*Work instruction*.
Every line containing the string "building" should be returned from the records.

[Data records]
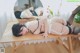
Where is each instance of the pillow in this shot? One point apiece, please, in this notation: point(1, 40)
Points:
point(39, 10)
point(26, 13)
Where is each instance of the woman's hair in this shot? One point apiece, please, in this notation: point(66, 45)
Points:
point(17, 14)
point(16, 29)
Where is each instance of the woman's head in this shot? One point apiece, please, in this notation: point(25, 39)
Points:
point(19, 30)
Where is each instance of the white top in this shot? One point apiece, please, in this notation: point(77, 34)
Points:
point(54, 26)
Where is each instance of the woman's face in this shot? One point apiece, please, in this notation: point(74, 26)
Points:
point(24, 30)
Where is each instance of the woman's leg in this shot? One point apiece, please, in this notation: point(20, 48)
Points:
point(73, 14)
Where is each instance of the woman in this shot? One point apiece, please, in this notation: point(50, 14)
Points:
point(43, 26)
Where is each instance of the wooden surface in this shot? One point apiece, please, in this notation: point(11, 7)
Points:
point(8, 37)
point(50, 47)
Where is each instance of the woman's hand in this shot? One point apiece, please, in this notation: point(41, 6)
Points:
point(45, 35)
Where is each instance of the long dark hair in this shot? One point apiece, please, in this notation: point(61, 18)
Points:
point(16, 30)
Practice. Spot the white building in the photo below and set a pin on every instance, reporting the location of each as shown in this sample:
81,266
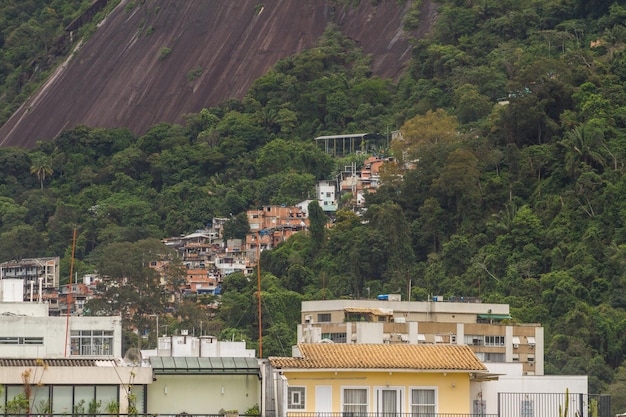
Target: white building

*Answer to the exercise*.
Practice. Spot the white building in the photo below and set a pin on every instance, reporting the location of each as shown in this sample:
Target: white building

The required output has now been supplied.